__Work instructions__
Output the lines of the listing below again, word for word, but leave the pictures out.

__Point annotation records__
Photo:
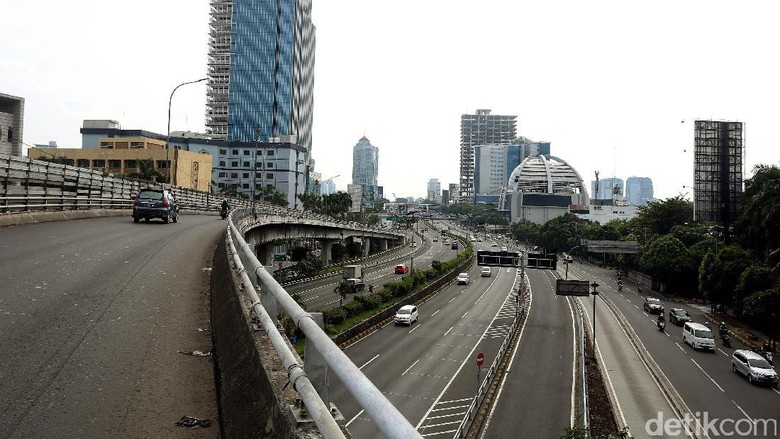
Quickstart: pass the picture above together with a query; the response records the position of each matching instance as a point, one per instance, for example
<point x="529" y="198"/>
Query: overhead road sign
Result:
<point x="565" y="287"/>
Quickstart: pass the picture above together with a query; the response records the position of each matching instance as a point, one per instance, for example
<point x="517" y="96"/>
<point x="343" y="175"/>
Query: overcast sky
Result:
<point x="613" y="85"/>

__Final answer__
Photo:
Quickstart: pass the picture above together with a query; the response records the position of each matching instance as a point, one per instance, for example
<point x="529" y="198"/>
Query: overhead road sign
Result:
<point x="565" y="287"/>
Quickstart: pass the picture above together with a query; the response records the position of each matching instance as a point, one per instance, for example
<point x="517" y="96"/>
<point x="343" y="175"/>
Query: overcast sky
Result:
<point x="613" y="85"/>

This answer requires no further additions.